#### [SOURCE EXTRACT]
Is it the neural system that shapes our futures?

Neurobiology is revealing the mechanisms that show who we are created: how we make decisions and control our emotions, how our genes shape our desires and how our personal futures are being shaped by a reward system that adapts in response to satisfying experiences.
Neuroscientists have found that maternal attachment is mediated by the peptide Oxytocin, released in the brains of both mother and child during lactation and cuddling. Oxytocin binds to neurons, and the reward pathways record and reinforce the interaction. Mate attachment in females is also mediated by Oxytocin and in males by a similar peptide, vasopressin. In other words, parts of our behavior are inevitable outcomes of neural-hormonal interactions.
As neuroscience discovers these and other mechanisms regulating choices and behavior, we may wonder whether anyone really chooses anything. In this case, answering this question "Is nature deterministic?". becomes more difficult than ever. Given that, I think that free will in its traditional concept should be re-examined again. Any statement on free will needs to be updated according to what we know today about our neural system. New descriptions will reflect our natural need for an effective definition of responsibility, especially in relation to building our preferred futures.
The concept of "free will" has historically been a source of controversy and different schools of thoughts have been developed by philosophers or the psychologists to account for it. With all of these schools, we can learn what a voluntary action means and what an obligatory one is. So we can never excuse Hitler as he was completely free no to commit those brutal actions, but there can be find always a pardon for a sleeping kid who wets his bed. Through such clichés, our brains manage to extract a meaning by which we can talk about free will.
Since personal futures are made by free will, it can be a turning point in understanding a voluntary process of making the future. Neuroscientists believe that self-control is mediated by pathways in the prefrontal cortex, shaped by structures regulating emotions and drives, and it matures as the organism develops. A person learns to inhibit self-defeating impulses, such as biting the mother when it should suck, grasping a burning ember or getting milk when the cows are angry.
Although little is known so far about the nature of these mechanisms, it has become clear that neurons are sensitive to rewards and punishments, on the generation of fear responses by neurons in the Amygdala, and on the response profiles of "decision" neurons in parietal regions of cortex when a person makes a choice after accumulating evidence. Riskier and more profitable exploratory decisions probably depend heavily on the prefrontal cortex. The mechanisms of this area may explain the decisions we make about our future.
The rewards and punishments we imagine as the result of our actions, shape our decisions and so our futures. In other words, we are naturally made so that we can calculate the consequences of our actions. In fact, the same attribute is being used in rewarding systems used for managing the staffs and the organizations.
Big organizations don't have a problem rewarding good decisions or punishing bad ones. In our personal lives, the story is different. While we often remember to punish ourselves for poor decisions, we sometimes forget to reward ourselves for good ones. Today's neuroscience findings tell us that rewarding ourselves when we make good decisions helps us build the capacity to make more good decisions. Did you make a good decision today? Give a gift to yourself and you'll be more likely to repeat the performance.

(Stored data)
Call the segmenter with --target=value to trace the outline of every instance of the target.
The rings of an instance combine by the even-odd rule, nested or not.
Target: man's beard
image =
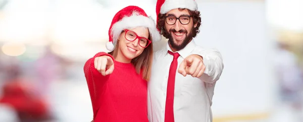
[[[184,47],[185,47],[185,46],[187,45],[187,44],[188,44],[188,43],[189,43],[189,41],[190,41],[191,39],[192,39],[193,31],[194,31],[193,28],[192,28],[192,29],[191,29],[191,31],[190,31],[190,33],[188,33],[188,35],[187,35],[187,31],[186,31],[185,30],[181,29],[181,30],[180,30],[179,31],[178,31],[179,33],[185,32],[185,38],[184,39],[184,40],[183,40],[183,42],[182,42],[182,43],[181,43],[181,44],[180,44],[180,45],[178,45],[177,44],[174,42],[174,38],[172,36],[172,34],[172,34],[172,33],[176,32],[177,31],[174,29],[171,29],[169,30],[169,32],[167,32],[167,31],[166,31],[167,33],[169,33],[169,34],[168,34],[168,42],[170,44],[171,47],[176,49],[177,51],[181,50],[181,49],[183,49]]]

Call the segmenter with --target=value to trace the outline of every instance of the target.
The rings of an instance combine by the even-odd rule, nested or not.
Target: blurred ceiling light
[[[268,21],[275,28],[303,31],[303,1],[266,1]]]
[[[21,43],[9,42],[2,46],[2,51],[6,55],[16,56],[23,54],[26,48],[25,45]]]

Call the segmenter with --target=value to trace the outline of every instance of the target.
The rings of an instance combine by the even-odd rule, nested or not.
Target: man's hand
[[[111,74],[114,71],[114,60],[110,56],[104,55],[94,58],[94,65],[103,76]]]
[[[203,63],[203,58],[197,54],[186,57],[180,64],[178,72],[184,77],[186,74],[199,78],[204,73],[206,67]]]

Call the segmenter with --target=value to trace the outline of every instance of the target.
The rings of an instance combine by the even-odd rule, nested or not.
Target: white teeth
[[[182,36],[184,34],[184,33],[174,33],[175,34],[178,35],[178,36]]]
[[[128,48],[128,49],[129,49],[129,50],[130,50],[131,51],[133,51],[133,52],[135,52],[135,51],[136,51],[136,50],[135,50],[135,49],[133,49],[133,48],[130,48],[130,47],[127,47],[127,48]]]

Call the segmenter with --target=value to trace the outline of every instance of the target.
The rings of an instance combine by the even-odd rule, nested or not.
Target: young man
[[[156,13],[157,27],[169,40],[154,54],[147,85],[149,121],[212,121],[214,89],[224,66],[218,51],[194,41],[201,24],[196,3],[158,0]]]

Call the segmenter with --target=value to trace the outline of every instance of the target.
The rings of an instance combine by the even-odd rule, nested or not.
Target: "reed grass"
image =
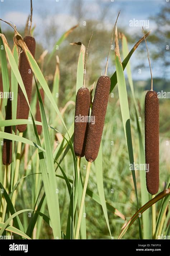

#### [WORK TO COMPLETE]
(1) In the essay on the neural system and our futures, which peptide mediates mate attachment in males?
(2) List every brain region the essay on the neural system and our futures names.

#### [SOLUTIONS TO THE PROBLEMS]
(1) Vasopressin

(2) Prefrontal cortex, Amygdala, parietal regions of cortex